Go through the listing and write out each line exactly.

** GIVEN RECORDS follows **

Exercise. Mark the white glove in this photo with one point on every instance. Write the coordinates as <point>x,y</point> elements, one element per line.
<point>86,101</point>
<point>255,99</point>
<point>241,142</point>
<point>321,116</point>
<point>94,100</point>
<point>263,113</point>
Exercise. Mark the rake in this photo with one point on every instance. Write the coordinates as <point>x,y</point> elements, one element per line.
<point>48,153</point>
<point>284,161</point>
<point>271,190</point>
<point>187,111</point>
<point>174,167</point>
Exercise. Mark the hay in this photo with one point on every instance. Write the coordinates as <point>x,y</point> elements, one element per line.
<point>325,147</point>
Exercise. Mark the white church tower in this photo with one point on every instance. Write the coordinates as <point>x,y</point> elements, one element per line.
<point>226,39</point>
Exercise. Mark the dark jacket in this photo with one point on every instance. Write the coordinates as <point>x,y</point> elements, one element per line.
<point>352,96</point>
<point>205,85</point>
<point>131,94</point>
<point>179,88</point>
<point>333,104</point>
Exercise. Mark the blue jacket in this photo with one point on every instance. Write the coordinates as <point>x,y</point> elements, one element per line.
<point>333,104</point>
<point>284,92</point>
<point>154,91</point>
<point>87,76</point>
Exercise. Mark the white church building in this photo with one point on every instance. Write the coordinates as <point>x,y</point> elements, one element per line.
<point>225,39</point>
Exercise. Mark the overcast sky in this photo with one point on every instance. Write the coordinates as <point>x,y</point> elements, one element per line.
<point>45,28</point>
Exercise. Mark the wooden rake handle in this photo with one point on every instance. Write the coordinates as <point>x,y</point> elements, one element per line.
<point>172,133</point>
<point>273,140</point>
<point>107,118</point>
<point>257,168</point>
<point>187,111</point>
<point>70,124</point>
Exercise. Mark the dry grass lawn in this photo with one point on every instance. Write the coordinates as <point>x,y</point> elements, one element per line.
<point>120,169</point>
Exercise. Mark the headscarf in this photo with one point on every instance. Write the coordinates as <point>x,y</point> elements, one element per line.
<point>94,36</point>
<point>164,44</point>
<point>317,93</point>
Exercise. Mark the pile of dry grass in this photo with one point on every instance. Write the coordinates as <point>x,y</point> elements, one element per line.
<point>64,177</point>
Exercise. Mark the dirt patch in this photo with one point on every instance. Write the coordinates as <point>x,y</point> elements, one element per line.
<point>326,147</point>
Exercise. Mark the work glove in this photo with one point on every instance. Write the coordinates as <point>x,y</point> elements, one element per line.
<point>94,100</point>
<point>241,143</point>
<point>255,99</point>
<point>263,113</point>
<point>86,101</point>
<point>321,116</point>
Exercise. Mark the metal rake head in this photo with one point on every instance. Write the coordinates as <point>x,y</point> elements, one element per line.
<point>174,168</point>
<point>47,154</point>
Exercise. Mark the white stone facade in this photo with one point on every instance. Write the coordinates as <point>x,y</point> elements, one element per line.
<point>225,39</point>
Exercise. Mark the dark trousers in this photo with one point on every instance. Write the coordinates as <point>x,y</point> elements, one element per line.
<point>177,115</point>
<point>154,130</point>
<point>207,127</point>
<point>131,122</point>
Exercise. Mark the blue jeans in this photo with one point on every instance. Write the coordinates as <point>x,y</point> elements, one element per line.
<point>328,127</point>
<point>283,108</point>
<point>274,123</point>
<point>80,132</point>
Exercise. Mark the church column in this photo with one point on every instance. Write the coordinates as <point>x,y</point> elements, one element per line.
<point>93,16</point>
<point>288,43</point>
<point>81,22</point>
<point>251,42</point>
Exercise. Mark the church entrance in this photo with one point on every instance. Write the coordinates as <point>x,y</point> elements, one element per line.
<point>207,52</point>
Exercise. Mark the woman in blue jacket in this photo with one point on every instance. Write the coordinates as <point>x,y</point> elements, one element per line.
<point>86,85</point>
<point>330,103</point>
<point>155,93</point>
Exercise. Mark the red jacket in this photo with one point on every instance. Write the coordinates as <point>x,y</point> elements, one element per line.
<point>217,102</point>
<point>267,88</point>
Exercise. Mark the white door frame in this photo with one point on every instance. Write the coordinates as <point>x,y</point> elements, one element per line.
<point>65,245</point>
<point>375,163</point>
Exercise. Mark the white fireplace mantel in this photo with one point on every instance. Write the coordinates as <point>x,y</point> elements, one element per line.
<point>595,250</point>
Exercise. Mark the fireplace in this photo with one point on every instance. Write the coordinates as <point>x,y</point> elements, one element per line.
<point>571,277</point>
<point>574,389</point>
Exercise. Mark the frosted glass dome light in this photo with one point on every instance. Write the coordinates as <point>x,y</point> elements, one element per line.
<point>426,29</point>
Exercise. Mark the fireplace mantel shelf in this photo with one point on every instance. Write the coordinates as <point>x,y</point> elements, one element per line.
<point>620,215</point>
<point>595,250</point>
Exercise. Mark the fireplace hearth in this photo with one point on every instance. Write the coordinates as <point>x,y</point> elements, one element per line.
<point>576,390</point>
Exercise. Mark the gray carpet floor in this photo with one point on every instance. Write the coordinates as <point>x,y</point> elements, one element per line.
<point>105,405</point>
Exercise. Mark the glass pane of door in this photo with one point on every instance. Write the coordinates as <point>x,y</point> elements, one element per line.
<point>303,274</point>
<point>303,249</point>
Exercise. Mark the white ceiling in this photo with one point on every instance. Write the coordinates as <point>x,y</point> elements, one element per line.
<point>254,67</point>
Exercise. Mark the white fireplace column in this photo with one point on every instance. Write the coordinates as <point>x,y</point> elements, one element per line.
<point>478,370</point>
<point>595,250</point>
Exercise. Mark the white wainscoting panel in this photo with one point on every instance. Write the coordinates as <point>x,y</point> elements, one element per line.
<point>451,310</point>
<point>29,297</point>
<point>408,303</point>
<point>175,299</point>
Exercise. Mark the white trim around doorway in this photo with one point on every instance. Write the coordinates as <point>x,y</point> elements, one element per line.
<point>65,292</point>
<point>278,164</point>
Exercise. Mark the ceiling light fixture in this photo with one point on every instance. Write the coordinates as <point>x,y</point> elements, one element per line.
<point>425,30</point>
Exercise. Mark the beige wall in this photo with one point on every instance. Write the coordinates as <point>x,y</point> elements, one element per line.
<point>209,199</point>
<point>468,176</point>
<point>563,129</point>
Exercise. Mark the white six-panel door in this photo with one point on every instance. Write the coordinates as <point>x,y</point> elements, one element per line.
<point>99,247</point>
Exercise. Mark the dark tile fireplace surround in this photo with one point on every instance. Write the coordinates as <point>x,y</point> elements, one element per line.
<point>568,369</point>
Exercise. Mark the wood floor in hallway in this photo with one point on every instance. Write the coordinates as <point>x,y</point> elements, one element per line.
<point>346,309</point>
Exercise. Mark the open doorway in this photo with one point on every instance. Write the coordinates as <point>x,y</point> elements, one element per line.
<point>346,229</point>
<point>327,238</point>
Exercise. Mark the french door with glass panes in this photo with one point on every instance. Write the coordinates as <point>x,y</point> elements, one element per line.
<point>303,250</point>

** End of GIVEN RECORDS **

EXERCISE ANSWER:
Exercise. Mark the white glove in this photo with one point on every instance. Write the coordinates as <point>x,y</point> elements, one element per line.
<point>86,101</point>
<point>255,99</point>
<point>241,142</point>
<point>321,116</point>
<point>94,100</point>
<point>263,113</point>
Exercise. Mark the rake in this photo with one point on every instance. Write the coordinates as <point>x,y</point> elements, one element per line.
<point>48,153</point>
<point>284,161</point>
<point>271,190</point>
<point>187,111</point>
<point>174,167</point>
Exercise. Mark the hay in this photo with one point on every instance. Write the coordinates as <point>x,y</point> elements, one element per line.
<point>325,147</point>
Exercise. Mark the white church tower in this photo with one point on every instance. Write the coordinates as <point>x,y</point> elements, one element per line.
<point>226,39</point>
Exercise. Mark the dark jacket in this photo with one point on every instance. Write the coordinates as <point>x,y</point> elements, one element per line.
<point>352,96</point>
<point>205,85</point>
<point>131,94</point>
<point>179,88</point>
<point>333,104</point>
Exercise. Mark the blue jacket in this photo with one point on every instance. Write the coordinates as <point>x,y</point> elements, one element per line.
<point>333,104</point>
<point>284,92</point>
<point>154,91</point>
<point>87,76</point>
Exercise. Mark the white church building in this photo with one point on every instance. Write the coordinates as <point>x,y</point> elements, one element per line.
<point>225,39</point>
Exercise. Mark the overcast sky in this photo with one point on every instance. Write the coordinates as <point>x,y</point> elements, one element per line.
<point>45,28</point>
Exercise. Mark the wooden rake handle in this photo with one point on every instance. Write the coordinates as <point>x,y</point> elements, one element per line.
<point>172,133</point>
<point>273,140</point>
<point>107,118</point>
<point>257,168</point>
<point>187,111</point>
<point>70,124</point>
Exercise. Mark the dry grass lawn in this photo with one point on every instance. Write the coordinates as <point>x,y</point> elements, one element per line.
<point>120,169</point>
Exercise. Mark the headscarf in this photo with one point on every instance. Write the coordinates as <point>x,y</point> elements, one element per line.
<point>94,36</point>
<point>164,44</point>
<point>317,93</point>
Exercise. Mark the pile of dry grass in this photo with one point on every instance. Write the coordinates as <point>x,y</point> elements, one element per line.
<point>64,177</point>
Exercise. Mark the dirt patch in this photo with one point on every instance. Write the coordinates as <point>x,y</point> elements, one element per line.
<point>326,147</point>
Exercise. Mark the work glove in this photo with one point on every instance. Write the coordinates as <point>x,y</point> elements, one element per line.
<point>94,100</point>
<point>241,143</point>
<point>255,99</point>
<point>263,113</point>
<point>86,101</point>
<point>321,116</point>
Exercise. Mark the metal rake head in this photo with one point on every instance. Write the coordinates as <point>x,y</point> elements, one element per line.
<point>174,168</point>
<point>47,154</point>
Exercise. Mark the white stone facade in this photo with one point on every instance. Write the coordinates as <point>x,y</point> elements, one element per line.
<point>225,39</point>
Exercise. Mark the dark trousers in this photo with one point on every instance. Write the coordinates as <point>x,y</point> elements, one element per line.
<point>177,115</point>
<point>154,130</point>
<point>207,127</point>
<point>131,122</point>
Exercise. Mark the blue jeans in this photo with one point on every instance. Write the coordinates as <point>x,y</point> elements, one element per line.
<point>328,127</point>
<point>283,108</point>
<point>274,123</point>
<point>80,132</point>
Exercise. Mark the church column in this photo with one point on every instance. Write the coordinates as <point>x,y</point> elements, one element per line.
<point>93,16</point>
<point>288,43</point>
<point>81,22</point>
<point>251,42</point>
Exercise. Mark the church entrance in this photo with one point on every instance. Write the coordinates as <point>x,y</point> elements, one element per line.
<point>207,52</point>
Exercise. Mark the woman in blue jacket in this photo with one point on every instance. Write the coordinates as <point>x,y</point> elements, one element per line.
<point>86,85</point>
<point>330,103</point>
<point>155,93</point>
Exercise. Mark the red jacket in this photo with one point on every instance. Write the coordinates as <point>x,y</point> elements, one element per line.
<point>217,102</point>
<point>267,88</point>
Exercise. Mark the white door frame in this photo with one point on every instance. Write the coordinates as <point>x,y</point> elements, one element per line.
<point>65,245</point>
<point>375,163</point>
Exercise. Mark the white fireplace mantel in this photo with one point on every instance. Write the coordinates as <point>x,y</point> elements, one element per line.
<point>595,250</point>
Exercise. Mark the fireplace in this photo with one point on every instance. Write the coordinates as <point>x,y</point> elements, one element per line.
<point>571,277</point>
<point>574,389</point>
Exercise. Mark the frosted glass dome light in this photo with one point on every instance. Write the coordinates as <point>x,y</point> elements, one element per line.
<point>426,29</point>
Exercise. Mark the fireplace mantel shelf in this photo with one point on every instance. Write the coordinates as <point>x,y</point> elements, one element per line.
<point>620,215</point>
<point>595,250</point>
Exercise. Mark the fireplace hearth in this photo with one point on every instance. Write the coordinates as <point>x,y</point> elements, one element per line.
<point>576,390</point>
Exercise. Mark the gray carpet floor in this photo with one point on every instance. Write the coordinates as <point>x,y</point> elements, one element per line.
<point>105,405</point>
Exercise. Mark the glass pane of door in this photo with one point on every instance. Write the coordinates as <point>x,y</point> elements, one element per line.
<point>303,274</point>
<point>303,249</point>
Exercise. Mark the white ceiling in this photo with one point on every instance. Write the coordinates as <point>x,y</point> elements, one element per line.
<point>254,67</point>
Exercise. Mark the white fireplace column in this photo with one point on every instance. Write the coordinates as <point>x,y</point> elements, one element per line.
<point>478,370</point>
<point>595,250</point>
Exercise. Mark the white wainscoting panel in this photo with one point on every instance. Write the coordinates as <point>x,y</point> elements, one element per line.
<point>451,310</point>
<point>29,297</point>
<point>408,303</point>
<point>175,299</point>
Exercise. Mark the white trim around doorway in this photo with one point on every instance. Write the coordinates as <point>x,y</point> elements, one element per line.
<point>65,292</point>
<point>278,164</point>
Exercise. Mark the ceiling light fixture in this photo with one point on every instance. Write the coordinates as <point>x,y</point> elements, one element per line.
<point>425,30</point>
Exercise. Mark the beige wall in this photo with one point on every instance. Write the coordinates as <point>x,y</point> elements, one element per line.
<point>209,199</point>
<point>468,176</point>
<point>563,129</point>
Exercise. Mark the white six-panel door in this photo with one point on every instance. Write the coordinates as <point>x,y</point> elements, one element per line.
<point>99,247</point>
Exercise. Mark the dark tile fireplace surround in this photo with one point on every instance. Write the coordinates as <point>x,y</point> elements, one element per line.
<point>568,369</point>
Exercise. Mark the wood floor in hallway in this photo with one point on every instance. Write the coordinates as <point>x,y</point> elements, one element per line.
<point>346,309</point>
Exercise. Mark the open doorway in this photo with one point on every instance. Write the coordinates as <point>x,y</point> elements, one element per line.
<point>346,229</point>
<point>327,238</point>
Exercise. Mark the french door with glass panes in this photo with one point on every instance. Write the coordinates as <point>x,y</point> elements, one element per line.
<point>303,250</point>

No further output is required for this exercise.